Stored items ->
# # #
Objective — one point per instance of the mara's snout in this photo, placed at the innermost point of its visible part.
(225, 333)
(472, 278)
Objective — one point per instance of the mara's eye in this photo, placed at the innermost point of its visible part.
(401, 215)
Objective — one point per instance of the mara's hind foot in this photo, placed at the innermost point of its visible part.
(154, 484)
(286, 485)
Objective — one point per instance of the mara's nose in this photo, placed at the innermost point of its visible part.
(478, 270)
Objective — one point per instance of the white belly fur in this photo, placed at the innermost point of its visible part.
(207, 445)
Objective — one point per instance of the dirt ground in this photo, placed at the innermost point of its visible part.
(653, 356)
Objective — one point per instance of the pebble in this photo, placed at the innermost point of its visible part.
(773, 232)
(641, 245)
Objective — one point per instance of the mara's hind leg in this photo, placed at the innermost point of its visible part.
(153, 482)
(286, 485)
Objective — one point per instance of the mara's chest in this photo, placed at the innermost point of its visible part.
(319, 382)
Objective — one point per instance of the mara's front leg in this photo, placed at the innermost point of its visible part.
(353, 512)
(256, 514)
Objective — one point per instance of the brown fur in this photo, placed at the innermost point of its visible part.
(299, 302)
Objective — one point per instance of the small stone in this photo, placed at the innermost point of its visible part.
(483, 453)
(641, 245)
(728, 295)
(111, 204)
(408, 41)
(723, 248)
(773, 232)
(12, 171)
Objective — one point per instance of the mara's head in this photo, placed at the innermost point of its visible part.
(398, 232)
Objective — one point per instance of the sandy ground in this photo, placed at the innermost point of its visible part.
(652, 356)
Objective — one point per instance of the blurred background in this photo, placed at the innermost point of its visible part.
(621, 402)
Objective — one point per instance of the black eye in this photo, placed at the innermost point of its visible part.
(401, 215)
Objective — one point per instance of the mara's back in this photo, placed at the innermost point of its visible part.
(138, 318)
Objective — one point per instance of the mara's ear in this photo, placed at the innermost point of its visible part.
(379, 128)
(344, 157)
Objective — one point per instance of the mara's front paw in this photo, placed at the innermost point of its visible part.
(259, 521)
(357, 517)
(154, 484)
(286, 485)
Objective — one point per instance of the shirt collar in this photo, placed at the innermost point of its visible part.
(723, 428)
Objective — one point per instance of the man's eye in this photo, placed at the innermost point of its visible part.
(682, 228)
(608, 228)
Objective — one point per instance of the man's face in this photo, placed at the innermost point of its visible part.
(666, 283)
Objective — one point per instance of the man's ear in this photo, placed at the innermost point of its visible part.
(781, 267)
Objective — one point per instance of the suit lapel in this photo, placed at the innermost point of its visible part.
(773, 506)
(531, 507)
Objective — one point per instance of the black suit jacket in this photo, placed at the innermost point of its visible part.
# # #
Goal -> Copy out the lines of the listing, word for word, beginning with the line that contains "Objective — one point per instance of the shirt" and continuing through the final line of the listing.

Answer to the task ->
Objective — one point per instance of the shirt collar in this photo, placed at the innermost point of its visible part.
(723, 428)
Objective — one point per instance of the man's eye in this photo, placed at the innermost point of its visible part.
(682, 228)
(608, 228)
Objective — one point per instance of the man's face in this photo, placed at the innermost point of its visible part.
(666, 283)
Objective — one point per instance of the man's ear in this photo, placed at the innermost point of its visible part.
(781, 267)
Objective — one point per instance of the suit lapel in this photo, placed at the innermost point of its visible part.
(773, 506)
(531, 507)
Objective — one point per instance of the black suit jacket in this photo, placed at the innermost point of its visible part.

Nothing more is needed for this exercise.